| What to do |
Reproduce each of the lines below exactly, without any changes.

Collection entries:

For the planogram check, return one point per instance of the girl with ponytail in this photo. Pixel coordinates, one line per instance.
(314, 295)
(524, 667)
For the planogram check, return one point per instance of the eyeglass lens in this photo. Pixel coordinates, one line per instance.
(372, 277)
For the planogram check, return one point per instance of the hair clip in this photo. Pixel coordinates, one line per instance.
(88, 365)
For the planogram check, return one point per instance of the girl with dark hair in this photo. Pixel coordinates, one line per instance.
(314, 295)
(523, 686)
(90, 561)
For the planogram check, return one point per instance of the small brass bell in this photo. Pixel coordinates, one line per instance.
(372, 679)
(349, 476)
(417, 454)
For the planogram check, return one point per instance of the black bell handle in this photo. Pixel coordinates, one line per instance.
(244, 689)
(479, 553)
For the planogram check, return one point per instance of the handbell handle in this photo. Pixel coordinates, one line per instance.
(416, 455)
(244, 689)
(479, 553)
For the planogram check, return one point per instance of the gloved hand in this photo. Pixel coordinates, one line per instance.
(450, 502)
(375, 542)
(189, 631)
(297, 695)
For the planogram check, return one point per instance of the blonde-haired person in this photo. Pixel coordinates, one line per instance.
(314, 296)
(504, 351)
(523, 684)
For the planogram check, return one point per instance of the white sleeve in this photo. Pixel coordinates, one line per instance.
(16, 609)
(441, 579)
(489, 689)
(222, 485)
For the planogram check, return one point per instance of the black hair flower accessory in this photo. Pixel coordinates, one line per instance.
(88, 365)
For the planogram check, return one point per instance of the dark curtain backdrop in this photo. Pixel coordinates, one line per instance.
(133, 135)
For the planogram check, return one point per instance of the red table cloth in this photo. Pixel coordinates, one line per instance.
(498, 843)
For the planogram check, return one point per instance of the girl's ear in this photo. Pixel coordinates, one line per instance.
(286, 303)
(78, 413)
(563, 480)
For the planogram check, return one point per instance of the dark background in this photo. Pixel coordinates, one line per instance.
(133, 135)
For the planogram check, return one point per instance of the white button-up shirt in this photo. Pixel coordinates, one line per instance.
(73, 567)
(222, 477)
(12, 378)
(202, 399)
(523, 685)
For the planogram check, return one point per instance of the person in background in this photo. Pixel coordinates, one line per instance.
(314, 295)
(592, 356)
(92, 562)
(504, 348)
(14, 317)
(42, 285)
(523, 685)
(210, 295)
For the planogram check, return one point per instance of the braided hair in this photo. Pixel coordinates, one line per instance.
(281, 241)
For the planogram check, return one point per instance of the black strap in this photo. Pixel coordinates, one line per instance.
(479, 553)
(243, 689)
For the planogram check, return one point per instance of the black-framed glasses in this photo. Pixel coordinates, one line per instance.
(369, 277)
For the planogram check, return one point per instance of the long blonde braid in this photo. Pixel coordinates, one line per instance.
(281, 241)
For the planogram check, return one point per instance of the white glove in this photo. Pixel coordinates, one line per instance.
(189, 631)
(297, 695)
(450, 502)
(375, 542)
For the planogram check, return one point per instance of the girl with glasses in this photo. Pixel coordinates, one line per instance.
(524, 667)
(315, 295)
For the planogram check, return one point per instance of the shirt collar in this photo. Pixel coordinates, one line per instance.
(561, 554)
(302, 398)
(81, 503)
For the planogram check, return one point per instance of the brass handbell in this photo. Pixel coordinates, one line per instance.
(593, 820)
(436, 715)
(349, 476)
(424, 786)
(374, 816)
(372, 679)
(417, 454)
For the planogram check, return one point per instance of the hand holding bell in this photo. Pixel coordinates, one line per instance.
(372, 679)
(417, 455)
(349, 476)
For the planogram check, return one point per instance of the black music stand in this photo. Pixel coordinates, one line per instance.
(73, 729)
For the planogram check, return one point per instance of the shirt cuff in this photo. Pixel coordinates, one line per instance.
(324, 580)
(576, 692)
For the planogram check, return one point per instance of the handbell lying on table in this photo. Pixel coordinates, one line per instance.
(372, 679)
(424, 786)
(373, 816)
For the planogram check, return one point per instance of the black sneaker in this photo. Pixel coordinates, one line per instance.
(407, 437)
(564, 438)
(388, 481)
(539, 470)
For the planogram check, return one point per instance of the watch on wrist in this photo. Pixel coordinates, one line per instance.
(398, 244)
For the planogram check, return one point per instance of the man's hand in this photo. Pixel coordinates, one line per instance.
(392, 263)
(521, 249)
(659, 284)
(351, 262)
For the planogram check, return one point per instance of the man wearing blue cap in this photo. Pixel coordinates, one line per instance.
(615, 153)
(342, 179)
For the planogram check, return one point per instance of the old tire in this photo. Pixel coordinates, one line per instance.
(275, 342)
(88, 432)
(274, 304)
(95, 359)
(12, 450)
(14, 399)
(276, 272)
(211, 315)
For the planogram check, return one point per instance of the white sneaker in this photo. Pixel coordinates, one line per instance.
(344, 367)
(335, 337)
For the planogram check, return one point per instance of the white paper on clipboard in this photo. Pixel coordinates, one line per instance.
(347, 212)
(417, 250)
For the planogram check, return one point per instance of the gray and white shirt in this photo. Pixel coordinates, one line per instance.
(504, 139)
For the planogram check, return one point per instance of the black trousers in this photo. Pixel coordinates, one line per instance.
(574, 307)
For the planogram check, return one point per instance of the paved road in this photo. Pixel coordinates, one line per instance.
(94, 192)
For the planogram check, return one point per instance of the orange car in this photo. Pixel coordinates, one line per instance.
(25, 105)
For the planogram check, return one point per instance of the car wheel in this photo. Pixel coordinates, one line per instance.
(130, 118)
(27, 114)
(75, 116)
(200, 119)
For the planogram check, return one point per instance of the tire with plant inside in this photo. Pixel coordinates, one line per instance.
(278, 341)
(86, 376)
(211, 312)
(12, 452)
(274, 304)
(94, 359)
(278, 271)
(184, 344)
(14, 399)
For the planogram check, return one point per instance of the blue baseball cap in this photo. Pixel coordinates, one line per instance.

| Answer for this exercise |
For the planogram check, return one point per instance of the girl with ponytail in this photo. Pixel coordinates, one line per instance.
(314, 295)
(524, 667)
For the planogram check, return one point per instance of the eyeglass lens in this photo. Pixel coordinates, one line per instance.
(372, 277)
For the planogram check, return one point per instance of the hair clip in this photo. Pixel coordinates, one line per instance.
(88, 365)
For the planogram check, return one point per instance of the girl with dark hair in this photo. Pixel coordinates, one line per instance.
(314, 295)
(523, 686)
(90, 561)
For the planogram check, return one point per instance of the small brass bell in this photo. Pixel coordinates, one line per instance.
(372, 679)
(349, 476)
(417, 454)
For the planogram check, return one point per instance of the black bell handle in this photo. Pixel coordinates, one line per instance.
(244, 689)
(479, 553)
For the planogram check, return one point per instance of the handbell handle in this photo. Pixel coordinates, one line per instance.
(416, 455)
(244, 689)
(479, 553)
For the planogram check, return one point per instance of the gloved hand in this photo. Pixel coordinates, one line per instance.
(450, 502)
(375, 542)
(189, 631)
(297, 695)
For the planogram check, return one point per instance of the blonde-haired person in this photo. Pixel coordinates, one line per instance.
(314, 296)
(504, 351)
(523, 684)
For the planogram check, return one point per instance of the white sleeve in this photo. Pixel coordinates, one line per instance.
(16, 609)
(441, 579)
(489, 689)
(222, 485)
For the planogram check, return one point per instance of the black hair flower accessory in this photo. Pixel coordinates, one line per instance.
(88, 365)
For the planogram check, return one point per instance of the dark curtain backdrop in this photo. Pixel coordinates, one line per instance.
(133, 135)
For the planogram check, return one point per instance of the red table cloth in this photo. Pixel coordinates, one line per instance.
(498, 843)
For the planogram check, return one point per instance of the girl's ear in this photo. Pixel coordinates, one line per instance.
(286, 303)
(78, 413)
(563, 480)
For the planogram check, return one point per instance of the dark background in this photo. Pixel coordinates, one line per instance.
(133, 135)
For the planogram check, return one point per instance of the white button-up shirt in this photo. Pixel coordinates, one line per instance.
(73, 567)
(222, 477)
(12, 378)
(202, 399)
(523, 685)
For the planogram check, return one point per instance of the person in background in this photo. Pixel coordinates, one line per instance.
(314, 295)
(592, 356)
(92, 562)
(504, 348)
(14, 317)
(42, 285)
(523, 685)
(210, 295)
For the planogram check, return one point per instance of the braided hair in this photo. Pixel coordinates, one line per instance.
(281, 241)
For the planogram check, return one point per instance of the black strap in this photo. Pixel coordinates, one line per instance.
(479, 553)
(243, 689)
For the planogram check, return one point per instance of the black-framed glasses in this photo. Pixel coordinates, one line per instance.
(369, 277)
For the planogram check, return one point per instance of the long blonde braid in this photo. Pixel coordinates, one line per instance.
(281, 241)
For the planogram check, return one point per instance of the white glove in this photo. Pixel coordinates, one line per instance.
(189, 631)
(297, 695)
(450, 502)
(375, 542)
For the planogram check, return one point per instance of the girl with glasses in this photo. Pixel coordinates, one line per instance.
(524, 667)
(315, 295)
For the planogram check, return one point per instance of the shirt collar in this photo. Pixel coordinates, one line per instance.
(561, 554)
(302, 398)
(81, 503)
For the planogram check, return one point per instance of the brass handbell in this photo. Pixel coordinates, one line per instance.
(593, 820)
(436, 715)
(349, 476)
(424, 786)
(374, 816)
(372, 679)
(417, 454)
For the planogram check, return one point per instance of the hand holding bell in this photo. Pixel coordinates, one line per instance.
(372, 679)
(417, 455)
(349, 476)
For the planogram check, return one point per instance of the black music stand in this photo. Pixel coordinates, one line per instance.
(73, 729)
For the planogram check, return one point per instance of the shirt cuff in this photo. Pixel coordinates, one line per instance.
(324, 580)
(576, 692)
For the planogram check, return one point per instance of the handbell lying on table in this photo. Pixel coordinates, one line per instance.
(372, 679)
(424, 786)
(373, 816)
For the planogram check, return one point per instance of the black sneaker in this photo. Pixel coordinates, one line per instance.
(407, 437)
(564, 438)
(388, 481)
(539, 470)
For the planogram check, return one point per instance of the watch on wrist in this photo. Pixel coordinates, one line per instance.
(398, 244)
For the planogram check, return one point per instance of the man's hand in this photo. Pixel coordinates, one line per instance.
(392, 263)
(521, 249)
(659, 284)
(351, 262)
For the planogram check, return one point per instance of the man wearing blue cap in this photo. Pixel coordinates, one line per instance.
(615, 153)
(342, 179)
For the planogram check, return one point per instance of the old tire in this photo. Pixel coordinates, one line per instance.
(275, 342)
(88, 432)
(274, 304)
(95, 359)
(12, 450)
(14, 399)
(276, 272)
(211, 315)
For the planogram check, return one point per instance of the white sneaker in this photo. Pixel coordinates, one line per instance.
(344, 367)
(335, 337)
For the planogram check, return one point per instance of the white paper on clipboard in this photo. Pixel coordinates, one line per instance.
(347, 212)
(417, 250)
For the planogram check, return one point per instance of the gray and white shirt in this photo. Pixel coordinates, one line per instance.
(504, 139)
For the planogram check, return one point per instance of the black trousers in this photo. Pixel coordinates, one line per instance.
(574, 307)
For the planogram check, return one point per instance of the paved road in this photo. Pixel coordinates, one line per instance.
(94, 192)
For the planogram check, return one point per instance of the orange car in this photo. Pixel coordinates, one line per instance.
(25, 105)
For the planogram check, return one point per instance of the car wheel in this photo. Pixel coordinates, one line per instance.
(130, 118)
(27, 114)
(75, 116)
(200, 119)
For the planogram check, return one point per instance of the tire with plant inside in this photo. Pixel coordinates, one line per instance.
(278, 341)
(86, 376)
(211, 312)
(12, 452)
(274, 304)
(94, 359)
(278, 271)
(184, 344)
(14, 399)
For the planogram check, return one point per instance of the blue baseball cap in this photo. Pixel coordinates, one line per instance.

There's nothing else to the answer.